By ZHU MIN | China Daily | Updated: 2021-04-26 09:33

Visitors gather in the Bund area of Shanghai. [Photo by Wang Gang/For China Daily]

China will say goodbye to the fossil fuel-based industrial development track since the first Industrial Revolution that began in Britain and switch to the green growth-based development track that is unprecedented.

Compared with Europe, China faces greater challenges with its goal to achieve carbon neutrality. Its annual GDP per capita exceeded $10,000 for two consecutive years, but the figures were just slightly above $10,000.

Besides, the country has decided to reduce carbon emissions despite the fact that energy consumption is a necessary condition for achieving growth, not to mention that there are only 40 years left for China to realize its goal.

This is a huge structural and industrial change that will reshape the manufacturing sector and lead to changes in economic and human activities.

The third change is digital transformation. China-US trade frictions intensified amid the COVID-19 outbreak and gradually evolved into technological and global competition. China is left with no other choice but to take the path of endogenous technological innovation development.

----------

Rewrite the China Daily passage starting at "Visitors gather in" and ending at "realize its goal.", substituting "the European Union" for "Europe".

(Image-grounded pointing records)
----------

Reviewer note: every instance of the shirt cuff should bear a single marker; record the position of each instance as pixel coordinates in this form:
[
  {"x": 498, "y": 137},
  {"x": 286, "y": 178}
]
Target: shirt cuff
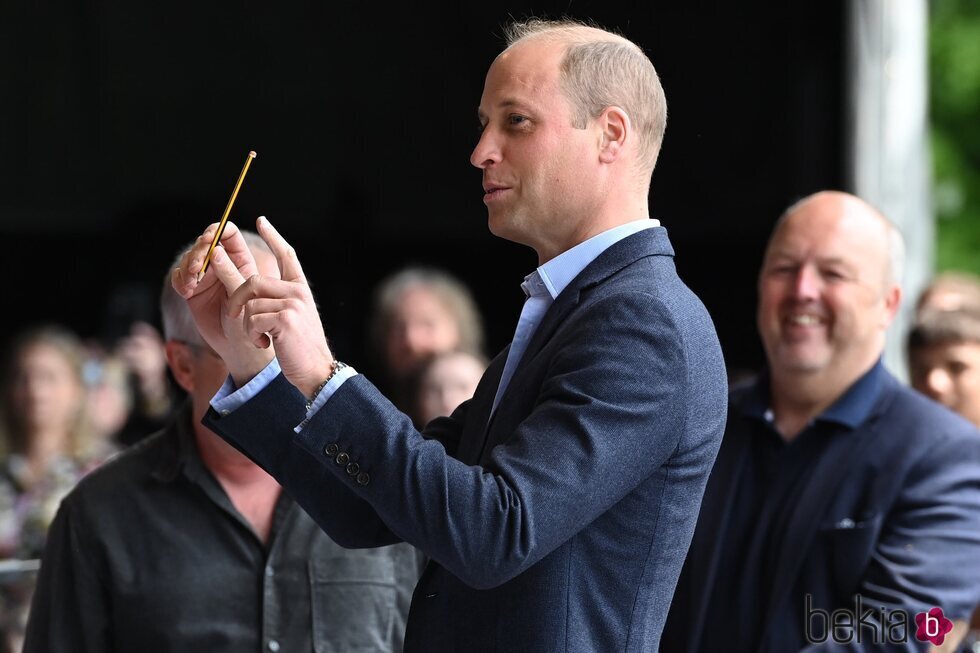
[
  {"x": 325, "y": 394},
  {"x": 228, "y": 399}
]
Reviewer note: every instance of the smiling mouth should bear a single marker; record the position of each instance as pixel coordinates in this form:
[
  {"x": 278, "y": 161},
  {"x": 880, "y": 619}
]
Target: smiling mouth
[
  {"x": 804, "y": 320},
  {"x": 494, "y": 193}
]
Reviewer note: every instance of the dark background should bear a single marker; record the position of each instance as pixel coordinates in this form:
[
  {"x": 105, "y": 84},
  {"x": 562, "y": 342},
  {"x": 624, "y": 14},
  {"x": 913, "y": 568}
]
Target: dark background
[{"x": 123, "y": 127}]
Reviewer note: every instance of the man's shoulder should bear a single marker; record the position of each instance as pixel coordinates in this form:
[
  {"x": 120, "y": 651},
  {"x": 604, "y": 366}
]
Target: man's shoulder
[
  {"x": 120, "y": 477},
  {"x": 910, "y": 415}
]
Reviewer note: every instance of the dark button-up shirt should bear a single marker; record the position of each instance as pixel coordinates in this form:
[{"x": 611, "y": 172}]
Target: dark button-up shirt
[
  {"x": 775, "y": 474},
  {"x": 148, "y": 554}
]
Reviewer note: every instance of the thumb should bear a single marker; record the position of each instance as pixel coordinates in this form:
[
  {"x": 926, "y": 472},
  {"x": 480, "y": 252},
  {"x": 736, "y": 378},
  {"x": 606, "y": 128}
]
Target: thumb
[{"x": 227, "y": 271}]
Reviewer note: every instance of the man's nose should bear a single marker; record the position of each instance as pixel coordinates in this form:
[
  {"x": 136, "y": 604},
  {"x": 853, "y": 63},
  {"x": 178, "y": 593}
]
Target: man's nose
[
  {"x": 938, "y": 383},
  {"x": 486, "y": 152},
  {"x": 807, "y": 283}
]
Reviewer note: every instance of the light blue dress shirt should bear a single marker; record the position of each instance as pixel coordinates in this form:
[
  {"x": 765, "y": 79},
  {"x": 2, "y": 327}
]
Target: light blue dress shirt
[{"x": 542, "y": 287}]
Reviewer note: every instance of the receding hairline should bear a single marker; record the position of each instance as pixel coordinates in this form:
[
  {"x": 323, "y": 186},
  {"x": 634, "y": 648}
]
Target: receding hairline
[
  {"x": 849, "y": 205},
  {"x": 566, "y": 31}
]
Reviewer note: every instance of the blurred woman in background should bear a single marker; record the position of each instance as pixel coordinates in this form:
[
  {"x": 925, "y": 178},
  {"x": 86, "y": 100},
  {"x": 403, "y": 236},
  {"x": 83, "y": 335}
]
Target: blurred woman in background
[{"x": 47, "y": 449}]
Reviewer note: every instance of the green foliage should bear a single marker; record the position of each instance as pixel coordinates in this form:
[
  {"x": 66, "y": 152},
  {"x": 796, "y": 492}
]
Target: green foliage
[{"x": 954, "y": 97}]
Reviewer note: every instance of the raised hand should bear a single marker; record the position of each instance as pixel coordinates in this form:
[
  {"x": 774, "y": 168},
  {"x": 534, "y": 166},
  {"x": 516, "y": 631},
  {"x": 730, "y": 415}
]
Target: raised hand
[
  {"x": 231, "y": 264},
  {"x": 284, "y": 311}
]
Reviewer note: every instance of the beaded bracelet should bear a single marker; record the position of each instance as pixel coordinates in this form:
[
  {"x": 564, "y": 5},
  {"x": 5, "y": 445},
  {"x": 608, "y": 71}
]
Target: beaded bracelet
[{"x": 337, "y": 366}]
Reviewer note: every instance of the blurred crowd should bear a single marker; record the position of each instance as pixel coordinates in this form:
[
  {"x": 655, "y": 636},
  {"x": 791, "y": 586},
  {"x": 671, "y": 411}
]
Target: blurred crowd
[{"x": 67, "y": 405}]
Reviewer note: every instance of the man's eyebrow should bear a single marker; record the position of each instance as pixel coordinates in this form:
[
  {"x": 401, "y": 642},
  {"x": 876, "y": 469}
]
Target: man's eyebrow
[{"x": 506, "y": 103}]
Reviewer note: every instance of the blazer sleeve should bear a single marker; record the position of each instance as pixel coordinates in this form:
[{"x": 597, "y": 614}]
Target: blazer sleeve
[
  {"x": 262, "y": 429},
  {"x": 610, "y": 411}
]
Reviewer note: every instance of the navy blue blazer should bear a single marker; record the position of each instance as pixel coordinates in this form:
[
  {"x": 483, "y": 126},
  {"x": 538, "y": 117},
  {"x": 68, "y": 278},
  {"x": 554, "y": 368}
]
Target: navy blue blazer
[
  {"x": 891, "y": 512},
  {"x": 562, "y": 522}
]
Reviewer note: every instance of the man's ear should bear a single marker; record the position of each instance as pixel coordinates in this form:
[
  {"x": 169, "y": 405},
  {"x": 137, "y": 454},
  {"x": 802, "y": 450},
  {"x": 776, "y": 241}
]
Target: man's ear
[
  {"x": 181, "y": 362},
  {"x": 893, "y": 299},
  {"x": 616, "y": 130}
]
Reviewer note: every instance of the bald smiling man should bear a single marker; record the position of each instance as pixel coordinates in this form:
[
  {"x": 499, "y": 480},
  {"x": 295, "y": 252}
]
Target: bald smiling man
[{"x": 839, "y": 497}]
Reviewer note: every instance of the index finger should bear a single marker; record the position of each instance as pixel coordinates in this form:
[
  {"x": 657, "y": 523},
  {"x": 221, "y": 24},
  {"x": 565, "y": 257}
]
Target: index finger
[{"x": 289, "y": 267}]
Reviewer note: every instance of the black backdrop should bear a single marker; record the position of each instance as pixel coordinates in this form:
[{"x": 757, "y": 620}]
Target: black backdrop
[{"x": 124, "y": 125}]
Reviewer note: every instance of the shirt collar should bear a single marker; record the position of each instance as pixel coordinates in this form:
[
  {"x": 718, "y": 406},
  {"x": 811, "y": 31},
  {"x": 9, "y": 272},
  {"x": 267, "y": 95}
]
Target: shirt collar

----------

**TASK SOLUTION**
Visitors gather in the Bund area of Shanghai. [Photo by Wang Gang/For China Daily]

China will say goodbye to the fossil fuel-based industrial development track since the first Industrial Revolution that began in Britain and switch to the green growth-based development track that is unprecedented.

Compared with the European Union, China faces greater challenges with its goal to achieve carbon neutrality. Its annual GDP per capita exceeded $10,000 for two consecutive years, but the figures were just slightly above $10,000.

Besides, the country has decided to reduce carbon emissions despite the fact that energy consumption is a necessary condition for achieving growth, not to mention that there are only 40 years left for China to realize its goal.